#### What you have to do:
Given the records below, pull every line with the word "collar" into the answer.

#### Source records:

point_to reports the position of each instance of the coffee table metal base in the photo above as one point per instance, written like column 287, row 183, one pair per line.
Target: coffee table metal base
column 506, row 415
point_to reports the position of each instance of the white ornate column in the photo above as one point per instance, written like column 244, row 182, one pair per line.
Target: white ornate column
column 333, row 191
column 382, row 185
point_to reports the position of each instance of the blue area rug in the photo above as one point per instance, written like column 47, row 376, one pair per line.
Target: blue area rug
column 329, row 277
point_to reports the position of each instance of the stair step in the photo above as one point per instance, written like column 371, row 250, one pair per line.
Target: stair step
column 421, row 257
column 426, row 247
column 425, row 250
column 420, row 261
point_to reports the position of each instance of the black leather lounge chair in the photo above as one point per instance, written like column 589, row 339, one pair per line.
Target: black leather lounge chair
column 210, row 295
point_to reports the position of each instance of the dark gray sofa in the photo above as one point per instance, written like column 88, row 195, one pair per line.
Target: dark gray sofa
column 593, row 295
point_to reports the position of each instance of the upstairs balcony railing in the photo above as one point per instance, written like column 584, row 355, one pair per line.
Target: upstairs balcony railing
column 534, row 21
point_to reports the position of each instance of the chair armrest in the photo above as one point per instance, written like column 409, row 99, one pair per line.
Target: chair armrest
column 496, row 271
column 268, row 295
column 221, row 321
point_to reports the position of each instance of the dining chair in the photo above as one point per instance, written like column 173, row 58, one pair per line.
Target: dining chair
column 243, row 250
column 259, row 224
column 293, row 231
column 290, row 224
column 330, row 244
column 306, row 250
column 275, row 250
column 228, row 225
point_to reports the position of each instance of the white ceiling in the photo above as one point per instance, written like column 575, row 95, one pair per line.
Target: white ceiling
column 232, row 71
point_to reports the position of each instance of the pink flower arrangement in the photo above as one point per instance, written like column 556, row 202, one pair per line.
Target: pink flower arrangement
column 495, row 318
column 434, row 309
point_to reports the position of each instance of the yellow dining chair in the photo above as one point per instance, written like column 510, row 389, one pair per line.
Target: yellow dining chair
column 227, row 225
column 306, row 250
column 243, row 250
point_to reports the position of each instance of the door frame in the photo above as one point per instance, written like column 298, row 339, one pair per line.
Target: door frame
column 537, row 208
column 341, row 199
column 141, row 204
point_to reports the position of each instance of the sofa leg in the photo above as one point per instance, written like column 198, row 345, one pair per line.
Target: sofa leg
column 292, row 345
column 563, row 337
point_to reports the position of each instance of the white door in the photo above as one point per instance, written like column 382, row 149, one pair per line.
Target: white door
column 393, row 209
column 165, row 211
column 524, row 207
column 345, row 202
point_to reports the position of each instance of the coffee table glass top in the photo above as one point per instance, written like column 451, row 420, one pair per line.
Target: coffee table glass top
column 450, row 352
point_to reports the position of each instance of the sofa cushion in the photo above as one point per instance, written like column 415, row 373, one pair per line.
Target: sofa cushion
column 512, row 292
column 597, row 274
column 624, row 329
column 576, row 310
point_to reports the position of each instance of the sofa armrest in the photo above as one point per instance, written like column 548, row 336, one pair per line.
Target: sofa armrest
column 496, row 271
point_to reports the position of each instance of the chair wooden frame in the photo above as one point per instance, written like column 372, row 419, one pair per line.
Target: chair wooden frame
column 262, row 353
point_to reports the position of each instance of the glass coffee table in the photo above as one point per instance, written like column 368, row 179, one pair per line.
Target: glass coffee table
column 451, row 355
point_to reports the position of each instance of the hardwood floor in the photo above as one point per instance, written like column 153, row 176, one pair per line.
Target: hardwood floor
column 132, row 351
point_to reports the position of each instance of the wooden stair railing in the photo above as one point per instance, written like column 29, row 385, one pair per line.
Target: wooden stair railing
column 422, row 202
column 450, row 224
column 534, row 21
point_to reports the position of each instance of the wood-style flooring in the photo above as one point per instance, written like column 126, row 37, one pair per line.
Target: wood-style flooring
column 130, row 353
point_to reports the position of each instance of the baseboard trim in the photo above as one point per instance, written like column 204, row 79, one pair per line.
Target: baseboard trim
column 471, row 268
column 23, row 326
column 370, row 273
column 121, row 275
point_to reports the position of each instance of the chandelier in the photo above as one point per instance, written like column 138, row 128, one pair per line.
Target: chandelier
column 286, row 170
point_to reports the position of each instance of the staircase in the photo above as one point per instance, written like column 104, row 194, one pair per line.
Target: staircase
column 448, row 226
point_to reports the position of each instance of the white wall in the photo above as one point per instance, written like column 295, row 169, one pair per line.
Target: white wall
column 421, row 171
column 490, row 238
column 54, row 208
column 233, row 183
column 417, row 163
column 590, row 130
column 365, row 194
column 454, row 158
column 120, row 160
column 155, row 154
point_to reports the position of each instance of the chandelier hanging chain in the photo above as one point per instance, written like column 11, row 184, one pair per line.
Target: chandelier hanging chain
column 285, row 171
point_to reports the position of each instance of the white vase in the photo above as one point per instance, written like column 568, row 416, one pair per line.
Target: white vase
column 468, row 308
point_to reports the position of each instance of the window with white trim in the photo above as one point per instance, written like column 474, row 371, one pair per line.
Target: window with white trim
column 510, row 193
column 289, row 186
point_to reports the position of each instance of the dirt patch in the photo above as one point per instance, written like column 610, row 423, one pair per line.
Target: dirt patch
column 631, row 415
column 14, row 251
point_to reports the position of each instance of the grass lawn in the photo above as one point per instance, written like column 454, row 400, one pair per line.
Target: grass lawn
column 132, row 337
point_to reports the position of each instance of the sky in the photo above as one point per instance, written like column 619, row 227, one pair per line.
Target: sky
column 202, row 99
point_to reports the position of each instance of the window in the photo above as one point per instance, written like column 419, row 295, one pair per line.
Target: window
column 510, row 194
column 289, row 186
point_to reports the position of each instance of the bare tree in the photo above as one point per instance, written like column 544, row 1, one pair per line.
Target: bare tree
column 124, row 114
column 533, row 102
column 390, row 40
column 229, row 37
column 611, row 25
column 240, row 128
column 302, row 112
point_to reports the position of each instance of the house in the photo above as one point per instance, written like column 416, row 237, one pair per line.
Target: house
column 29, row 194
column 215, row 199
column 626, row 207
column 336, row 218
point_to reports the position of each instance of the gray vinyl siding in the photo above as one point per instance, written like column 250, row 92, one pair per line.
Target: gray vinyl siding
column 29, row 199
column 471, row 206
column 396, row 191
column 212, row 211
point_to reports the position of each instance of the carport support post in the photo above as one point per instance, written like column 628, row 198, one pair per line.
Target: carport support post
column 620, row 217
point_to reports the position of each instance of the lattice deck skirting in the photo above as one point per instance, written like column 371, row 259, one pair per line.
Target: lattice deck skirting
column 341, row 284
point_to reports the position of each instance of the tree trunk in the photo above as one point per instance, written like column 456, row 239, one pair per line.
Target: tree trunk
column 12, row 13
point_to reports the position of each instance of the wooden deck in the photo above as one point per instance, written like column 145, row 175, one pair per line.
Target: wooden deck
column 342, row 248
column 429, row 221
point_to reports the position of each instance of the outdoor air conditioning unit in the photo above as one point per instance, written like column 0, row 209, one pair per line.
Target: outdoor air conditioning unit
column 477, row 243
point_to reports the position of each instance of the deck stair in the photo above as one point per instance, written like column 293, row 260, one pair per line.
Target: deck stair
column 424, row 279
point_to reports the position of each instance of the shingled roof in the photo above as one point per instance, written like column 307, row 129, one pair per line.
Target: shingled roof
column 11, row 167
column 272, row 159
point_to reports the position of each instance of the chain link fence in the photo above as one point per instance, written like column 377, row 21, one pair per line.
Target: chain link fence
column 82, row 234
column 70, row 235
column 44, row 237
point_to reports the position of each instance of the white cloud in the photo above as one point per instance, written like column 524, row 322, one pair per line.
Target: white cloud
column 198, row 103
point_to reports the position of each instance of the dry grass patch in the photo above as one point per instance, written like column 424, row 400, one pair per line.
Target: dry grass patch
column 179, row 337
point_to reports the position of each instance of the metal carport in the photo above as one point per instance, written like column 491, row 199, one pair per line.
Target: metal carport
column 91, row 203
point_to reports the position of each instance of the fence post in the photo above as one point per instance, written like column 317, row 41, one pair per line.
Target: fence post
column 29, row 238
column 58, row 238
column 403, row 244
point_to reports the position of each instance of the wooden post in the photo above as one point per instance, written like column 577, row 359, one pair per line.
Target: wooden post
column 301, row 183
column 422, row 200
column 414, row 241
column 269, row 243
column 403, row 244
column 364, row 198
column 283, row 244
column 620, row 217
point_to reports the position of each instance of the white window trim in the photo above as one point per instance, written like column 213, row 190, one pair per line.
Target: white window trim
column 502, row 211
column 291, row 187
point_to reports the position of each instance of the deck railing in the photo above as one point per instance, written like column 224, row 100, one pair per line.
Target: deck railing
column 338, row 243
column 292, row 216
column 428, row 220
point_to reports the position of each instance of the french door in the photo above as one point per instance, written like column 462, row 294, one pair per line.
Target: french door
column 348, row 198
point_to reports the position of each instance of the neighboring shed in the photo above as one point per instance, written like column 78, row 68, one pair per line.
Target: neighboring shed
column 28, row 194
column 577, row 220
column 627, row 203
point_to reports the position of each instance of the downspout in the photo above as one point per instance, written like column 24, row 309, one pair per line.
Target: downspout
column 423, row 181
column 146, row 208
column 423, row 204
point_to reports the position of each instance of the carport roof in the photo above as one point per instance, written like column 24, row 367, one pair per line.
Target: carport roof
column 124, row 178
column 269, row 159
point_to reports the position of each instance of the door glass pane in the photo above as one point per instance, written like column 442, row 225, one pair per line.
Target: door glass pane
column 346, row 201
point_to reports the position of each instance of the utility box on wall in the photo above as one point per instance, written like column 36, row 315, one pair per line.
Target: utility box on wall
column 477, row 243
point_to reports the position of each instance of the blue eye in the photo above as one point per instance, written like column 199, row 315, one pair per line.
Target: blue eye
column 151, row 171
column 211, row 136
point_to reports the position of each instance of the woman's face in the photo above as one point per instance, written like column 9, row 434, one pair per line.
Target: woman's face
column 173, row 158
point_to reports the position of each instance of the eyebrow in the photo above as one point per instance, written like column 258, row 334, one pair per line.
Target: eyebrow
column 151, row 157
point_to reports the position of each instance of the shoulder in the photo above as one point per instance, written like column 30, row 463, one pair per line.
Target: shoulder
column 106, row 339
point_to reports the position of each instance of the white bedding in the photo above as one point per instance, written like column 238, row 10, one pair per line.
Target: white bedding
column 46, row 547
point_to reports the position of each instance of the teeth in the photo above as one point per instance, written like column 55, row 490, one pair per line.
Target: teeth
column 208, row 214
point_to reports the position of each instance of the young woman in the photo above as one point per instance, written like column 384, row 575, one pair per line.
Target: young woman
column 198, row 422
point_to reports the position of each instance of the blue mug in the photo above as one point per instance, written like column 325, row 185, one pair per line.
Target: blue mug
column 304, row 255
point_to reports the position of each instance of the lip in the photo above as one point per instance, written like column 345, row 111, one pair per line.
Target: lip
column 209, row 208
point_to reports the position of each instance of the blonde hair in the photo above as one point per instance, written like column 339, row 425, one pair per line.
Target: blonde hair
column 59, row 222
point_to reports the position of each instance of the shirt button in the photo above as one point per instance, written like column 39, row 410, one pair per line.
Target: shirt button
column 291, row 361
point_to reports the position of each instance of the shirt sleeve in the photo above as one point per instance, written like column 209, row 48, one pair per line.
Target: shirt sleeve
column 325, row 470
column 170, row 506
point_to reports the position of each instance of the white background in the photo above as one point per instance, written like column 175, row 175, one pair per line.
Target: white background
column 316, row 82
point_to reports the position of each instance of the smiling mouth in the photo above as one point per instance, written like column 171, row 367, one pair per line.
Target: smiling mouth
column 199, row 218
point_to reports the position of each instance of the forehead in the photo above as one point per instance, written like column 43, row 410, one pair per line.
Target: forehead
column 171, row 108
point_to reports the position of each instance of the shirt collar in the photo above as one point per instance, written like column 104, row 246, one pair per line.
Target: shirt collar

#### Answer to the exercise:
point_to reports the position of each instance of the shirt collar in the photo above as one point per instance, written like column 104, row 246, one pair per line.
Target: shirt collar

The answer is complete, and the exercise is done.